EXCERPT PROVIDED ▸
Puppies start learning as soon as their senses start developing, which is when they are just a few weeks old. Hence the right time to start training is from the moment you bring them home. You start teaching the dog what is acceptable and what is not acceptable, right from the time he enters your house.
As a pup, the critical period of socialisation is up to 18 weeks of age, maximum it could be 20 weeks, hence it is good to start giving the puppy new exposure linked to the senses and initiate the toilet training indoors as soon as you bring the puppy home. Training outdoors in the open environment is to be done once all the initial vaccinations have been completed at around four months of age.
Does the behaviour of a dog get affected if not mated?
I have worked with and interacted with many dogs that have not been mated and I have not observed any behaviour issues in them. Many of them in fact have been very well-behaved dogs with no temperament issues.
Any advice for dog owners whose dogs have a biting habit?
For any biting incident, it is very important to contact a behaviourist immediately and work with them to get to the root cause of why the dog has bitten, the triggers for the same and work on a program to address the issue. Many families tend to ignore the first few biting incidents which are not desirable.
When did you decide to be a dog behaviourist?
I always wanted to work with dogs from when I was a child but finally decided to become a canine trainer and behaviourist in the year 2014.
After nearly 20 years of being a HR professional and having a corporate career that I had thoroughly enjoyed, in 2013 I started contemplating about pursuing my passion in the canine world. I then decided that I must learn the ropes of the trade from the best in the country and so I tracked down Shirin Merchant, a leading canine trainer and behaviourist and founder of Canines Can Care, Mumbai.
In 2014, I completed my first Dog Trainers course with Shirin. Over the years I went on to pursue other courses including a course on aggression and have recently completed the Professional Canine Trainer Advanced Course with her.
John Rogerson has been one of the pioneers in dog training and I had absolutely loved his book The Dog Vinci Code. So, for me it was a dream come true to attend courses with him. Being trained by Shirin and John have been the absolute highs in my life and I couldn’t have wished for any better mentors.

PROBLEMS AND TASKS ▸
1. According to the dog training interview, when should a puppy's outdoor training begin?
2. Pick up the dog training interview after its last sentence and continue it.
The entries that come after the dog training interview are separate material.

GIVEN RECORDS ▸

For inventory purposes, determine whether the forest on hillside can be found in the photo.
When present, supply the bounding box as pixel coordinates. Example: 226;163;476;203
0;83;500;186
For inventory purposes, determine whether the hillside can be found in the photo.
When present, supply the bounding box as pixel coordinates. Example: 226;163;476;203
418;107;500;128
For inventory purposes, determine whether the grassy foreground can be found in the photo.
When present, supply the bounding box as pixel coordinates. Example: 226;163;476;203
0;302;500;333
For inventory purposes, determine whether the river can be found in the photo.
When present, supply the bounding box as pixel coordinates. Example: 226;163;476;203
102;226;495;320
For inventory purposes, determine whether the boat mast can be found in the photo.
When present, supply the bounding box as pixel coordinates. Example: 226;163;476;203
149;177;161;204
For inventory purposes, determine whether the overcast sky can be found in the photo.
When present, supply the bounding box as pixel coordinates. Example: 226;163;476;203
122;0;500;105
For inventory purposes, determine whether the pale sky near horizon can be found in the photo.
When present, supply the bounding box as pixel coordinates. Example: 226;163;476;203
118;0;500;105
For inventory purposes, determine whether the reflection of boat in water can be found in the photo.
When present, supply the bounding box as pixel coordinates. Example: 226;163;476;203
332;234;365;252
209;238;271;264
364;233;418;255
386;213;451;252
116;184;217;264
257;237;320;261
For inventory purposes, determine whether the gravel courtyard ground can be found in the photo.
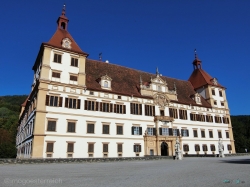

ANSWERS PROVIDED ▸
1. Once all the initial vaccinations are done, at around four months of age.

2.
While shifting careers, I had thought that henceforth I would be working primarily with dogs and not so much with people. I couldn’t have been more wrong since working as a companion dog trainer, the prime thing is to work with the dog’s human family. I learnt so much more about communication, body language, team work, importance of building and strengthening emotional bonds through the training programs and working with the dogs and their families.
You have a homestay for dogs. Can you tell us about that?
When pet parents go on holidays, they leave their dogs with me and they stay with my family and me. I take on very limited bookings and I do a behaviour assessment of the dogs before taking them in because it is an open homestay and hence, I have to make sure that there would not be any issues between the dogs during their stay with me.
Your views on therapy dogs...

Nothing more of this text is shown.